**Given exercise**
Copy each of the following entries word for word, changing nothing.

(Excerpts from annotation records)

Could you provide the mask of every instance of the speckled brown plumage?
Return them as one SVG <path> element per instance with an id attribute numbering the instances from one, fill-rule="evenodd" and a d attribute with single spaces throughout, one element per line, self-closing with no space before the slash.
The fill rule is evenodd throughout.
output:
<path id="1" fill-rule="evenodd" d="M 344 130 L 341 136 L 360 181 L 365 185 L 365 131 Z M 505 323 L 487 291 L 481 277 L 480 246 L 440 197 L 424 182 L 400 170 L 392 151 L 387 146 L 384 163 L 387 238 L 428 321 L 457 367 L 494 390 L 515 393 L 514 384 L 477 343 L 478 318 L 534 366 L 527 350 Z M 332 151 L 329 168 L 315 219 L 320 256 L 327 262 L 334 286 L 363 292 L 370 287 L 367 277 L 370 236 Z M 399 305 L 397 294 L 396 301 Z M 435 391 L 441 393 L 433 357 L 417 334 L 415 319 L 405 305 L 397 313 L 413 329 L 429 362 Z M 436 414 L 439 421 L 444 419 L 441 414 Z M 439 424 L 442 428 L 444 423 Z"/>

**Output for this exercise**
Could you provide the mask of every instance of the speckled brown plumage?
Return them as one SVG <path> element per instance with an id attribute numbering the instances from one, fill-rule="evenodd" and a d attribute with single spaces throughout, one element per line, self-closing with no space before the slash.
The fill rule is evenodd throughout.
output:
<path id="1" fill-rule="evenodd" d="M 344 130 L 341 136 L 360 181 L 365 185 L 365 131 Z M 505 323 L 487 291 L 481 277 L 480 246 L 440 197 L 424 182 L 400 170 L 392 151 L 387 146 L 384 163 L 387 238 L 428 321 L 457 367 L 494 390 L 515 393 L 514 384 L 477 343 L 478 318 L 534 366 L 527 350 Z M 332 151 L 329 168 L 315 219 L 320 256 L 327 262 L 334 286 L 363 292 L 370 287 L 367 277 L 370 236 Z M 399 305 L 397 294 L 396 301 Z M 435 391 L 441 393 L 433 357 L 417 334 L 415 319 L 405 305 L 397 313 L 413 329 L 429 362 Z M 436 414 L 439 421 L 444 419 L 441 414 Z M 439 424 L 442 428 L 444 423 Z"/>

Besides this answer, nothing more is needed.